**EXTRAIT FOURNI**:
En salles le 22 février, Slava Ukraini est son deuxième documentaire sur la guerre en Ukraine. Un journal de bord tenu dans la seconde moitié de 2022 qui nous emmène au plus près du front, de Kharkiv à Kherson. Le philosophe Bernard-Henri Lévy explique pourquoi la vaillance ukrainienne l’emportera selon lui sur le nombre russe. Il répond à Arno Klarsfeld, qui l’a accusé d’occulter les discours antisémites en Ukraine, comme à Emmanuel Todd et Edgar Morin, qui ont récemment alerté contre un risque d’escalade du conflit. Entretien.

Thomas Mahler (L’Express) : Un an après, quelle est la principale leçon de cette guerre en Ukraine ?

Bernard-Henri Lévy : L’extraordinaire dignité des Ukrainiens, leur esprit de résistance inentamable, leur force morale. L’Occident vacille. Il a peur. Il pense inflation, prix du gaz. Eux vivent dans le froid glacial. La faim. Les bombardements incessants. Mais rien ne les entame. Jamais, là-bas, je n’ai entendu dire : « Il y a une lassitude dans l’opinion »…

TM : Qu’est-ce qui vous a le plus marqué en filmant Slava Ukraini ?

**DONNÉES FOURNIES**:
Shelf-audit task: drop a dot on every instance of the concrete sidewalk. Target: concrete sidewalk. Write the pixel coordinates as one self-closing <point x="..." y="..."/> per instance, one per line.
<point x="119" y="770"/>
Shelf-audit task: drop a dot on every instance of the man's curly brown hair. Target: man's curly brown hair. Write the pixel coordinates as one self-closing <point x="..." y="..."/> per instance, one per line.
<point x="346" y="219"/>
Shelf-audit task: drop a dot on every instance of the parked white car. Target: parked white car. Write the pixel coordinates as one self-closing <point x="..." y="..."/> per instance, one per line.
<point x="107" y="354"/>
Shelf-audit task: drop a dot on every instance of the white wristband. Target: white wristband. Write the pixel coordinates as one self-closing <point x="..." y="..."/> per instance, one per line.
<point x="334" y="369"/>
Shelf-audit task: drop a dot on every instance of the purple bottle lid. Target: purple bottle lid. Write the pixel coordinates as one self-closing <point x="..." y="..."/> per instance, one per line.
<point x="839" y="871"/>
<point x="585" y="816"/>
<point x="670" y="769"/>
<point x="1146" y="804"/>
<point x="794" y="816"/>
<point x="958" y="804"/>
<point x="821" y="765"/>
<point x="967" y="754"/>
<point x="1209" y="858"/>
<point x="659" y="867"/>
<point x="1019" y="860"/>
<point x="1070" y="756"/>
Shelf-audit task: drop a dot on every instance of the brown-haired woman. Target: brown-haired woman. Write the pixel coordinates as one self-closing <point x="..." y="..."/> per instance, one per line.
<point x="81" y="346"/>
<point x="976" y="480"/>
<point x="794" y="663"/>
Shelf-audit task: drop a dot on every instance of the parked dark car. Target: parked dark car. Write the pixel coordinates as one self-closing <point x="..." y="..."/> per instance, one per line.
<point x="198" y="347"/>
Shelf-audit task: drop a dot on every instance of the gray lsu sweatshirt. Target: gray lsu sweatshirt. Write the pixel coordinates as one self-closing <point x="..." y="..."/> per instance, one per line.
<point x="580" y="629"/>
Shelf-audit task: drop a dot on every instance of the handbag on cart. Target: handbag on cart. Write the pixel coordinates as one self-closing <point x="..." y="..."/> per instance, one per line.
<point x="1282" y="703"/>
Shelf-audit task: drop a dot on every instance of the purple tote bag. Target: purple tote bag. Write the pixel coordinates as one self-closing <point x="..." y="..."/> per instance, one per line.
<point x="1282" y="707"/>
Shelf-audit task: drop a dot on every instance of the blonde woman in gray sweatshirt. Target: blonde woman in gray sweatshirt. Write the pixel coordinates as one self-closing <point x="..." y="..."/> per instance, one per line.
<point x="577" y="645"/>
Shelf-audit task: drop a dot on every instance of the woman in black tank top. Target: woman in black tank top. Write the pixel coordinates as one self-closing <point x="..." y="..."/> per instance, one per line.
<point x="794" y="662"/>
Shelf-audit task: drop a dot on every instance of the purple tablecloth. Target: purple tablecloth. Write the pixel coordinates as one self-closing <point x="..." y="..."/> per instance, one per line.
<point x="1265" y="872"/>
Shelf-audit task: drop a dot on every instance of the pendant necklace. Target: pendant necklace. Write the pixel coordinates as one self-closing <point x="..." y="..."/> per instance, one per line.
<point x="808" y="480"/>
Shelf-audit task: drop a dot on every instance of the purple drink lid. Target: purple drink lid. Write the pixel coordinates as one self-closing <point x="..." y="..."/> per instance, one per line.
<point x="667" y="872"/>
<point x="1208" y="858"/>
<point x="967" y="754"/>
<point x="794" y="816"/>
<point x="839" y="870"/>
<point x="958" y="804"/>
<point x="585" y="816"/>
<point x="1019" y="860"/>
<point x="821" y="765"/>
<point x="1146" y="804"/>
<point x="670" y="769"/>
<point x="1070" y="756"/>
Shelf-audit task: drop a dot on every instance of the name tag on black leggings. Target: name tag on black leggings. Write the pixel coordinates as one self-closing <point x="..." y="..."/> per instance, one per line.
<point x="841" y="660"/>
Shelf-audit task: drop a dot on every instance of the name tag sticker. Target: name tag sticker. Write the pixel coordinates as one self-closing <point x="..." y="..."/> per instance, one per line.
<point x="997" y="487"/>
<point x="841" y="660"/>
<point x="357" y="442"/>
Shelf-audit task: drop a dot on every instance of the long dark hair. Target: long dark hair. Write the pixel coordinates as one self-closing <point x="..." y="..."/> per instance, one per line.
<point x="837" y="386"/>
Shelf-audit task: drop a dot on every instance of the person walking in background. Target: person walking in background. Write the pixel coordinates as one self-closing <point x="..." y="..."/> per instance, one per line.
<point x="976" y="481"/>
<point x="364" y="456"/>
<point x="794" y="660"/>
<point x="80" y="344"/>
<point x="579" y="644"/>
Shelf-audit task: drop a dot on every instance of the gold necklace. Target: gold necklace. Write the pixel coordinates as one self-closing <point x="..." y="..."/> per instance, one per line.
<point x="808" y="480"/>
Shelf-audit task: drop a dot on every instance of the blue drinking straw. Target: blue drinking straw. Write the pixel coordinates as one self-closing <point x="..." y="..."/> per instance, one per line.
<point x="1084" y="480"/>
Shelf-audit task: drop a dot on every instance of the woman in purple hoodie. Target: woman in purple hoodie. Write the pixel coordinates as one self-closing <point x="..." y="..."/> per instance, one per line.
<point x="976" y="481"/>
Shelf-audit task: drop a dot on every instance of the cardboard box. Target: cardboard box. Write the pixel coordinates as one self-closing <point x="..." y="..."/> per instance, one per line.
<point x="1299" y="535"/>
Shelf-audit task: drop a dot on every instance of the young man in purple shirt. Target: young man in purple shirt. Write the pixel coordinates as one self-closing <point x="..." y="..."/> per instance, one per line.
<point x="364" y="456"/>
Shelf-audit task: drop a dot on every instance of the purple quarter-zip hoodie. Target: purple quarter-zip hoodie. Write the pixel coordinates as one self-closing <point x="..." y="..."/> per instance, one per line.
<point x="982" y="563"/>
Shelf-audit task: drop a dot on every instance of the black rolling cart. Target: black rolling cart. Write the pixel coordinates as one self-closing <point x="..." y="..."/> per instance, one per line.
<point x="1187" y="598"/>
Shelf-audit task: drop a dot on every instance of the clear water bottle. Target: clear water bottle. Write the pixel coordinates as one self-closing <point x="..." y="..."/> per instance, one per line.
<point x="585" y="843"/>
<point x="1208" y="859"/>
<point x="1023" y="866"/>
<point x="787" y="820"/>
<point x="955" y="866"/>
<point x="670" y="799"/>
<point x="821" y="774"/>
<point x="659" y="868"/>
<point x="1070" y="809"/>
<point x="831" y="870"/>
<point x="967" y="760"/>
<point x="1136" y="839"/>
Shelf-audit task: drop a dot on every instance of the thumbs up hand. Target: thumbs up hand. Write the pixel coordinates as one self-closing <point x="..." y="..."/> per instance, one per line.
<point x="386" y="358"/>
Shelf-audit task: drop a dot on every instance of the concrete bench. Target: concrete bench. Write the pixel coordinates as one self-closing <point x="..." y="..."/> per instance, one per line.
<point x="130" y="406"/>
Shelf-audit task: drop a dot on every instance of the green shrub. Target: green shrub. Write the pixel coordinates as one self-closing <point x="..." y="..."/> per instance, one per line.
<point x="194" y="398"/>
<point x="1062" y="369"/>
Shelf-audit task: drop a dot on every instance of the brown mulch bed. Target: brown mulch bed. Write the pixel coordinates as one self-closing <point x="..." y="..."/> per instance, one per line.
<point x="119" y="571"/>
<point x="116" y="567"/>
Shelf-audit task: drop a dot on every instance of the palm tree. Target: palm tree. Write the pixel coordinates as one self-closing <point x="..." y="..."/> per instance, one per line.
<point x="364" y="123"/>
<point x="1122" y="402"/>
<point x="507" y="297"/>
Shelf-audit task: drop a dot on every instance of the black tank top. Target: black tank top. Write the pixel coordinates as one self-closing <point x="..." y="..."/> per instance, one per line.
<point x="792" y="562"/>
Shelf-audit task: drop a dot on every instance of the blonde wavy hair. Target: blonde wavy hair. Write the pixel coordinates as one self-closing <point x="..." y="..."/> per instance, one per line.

**TRAVAIL DEMANDÉ**: Recopiez à l'identique le passage de l'entretien avec Bernard-Henri Lévy, en commençant à « Bernard-Henri Lévy : L’extraordinaire » et en terminant à « filmant Slava Ukraini ? ».

**RÉSULTAT**:
Bernard-Henri Lévy : L’extraordinaire dignité des Ukrainiens, leur esprit de résistance inentamable, leur force morale. L’Occident vacille. Il a peur. Il pense inflation, prix du gaz. Eux vivent dans le froid glacial. La faim. Les bombardements incessants. Mais rien ne les entame. Jamais, là-bas, je n’ai entendu dire : « Il y a une lassitude dans l’opinion »…

TM : Qu’est-ce qui vous a le plus marqué en filmant Slava Ukraini ?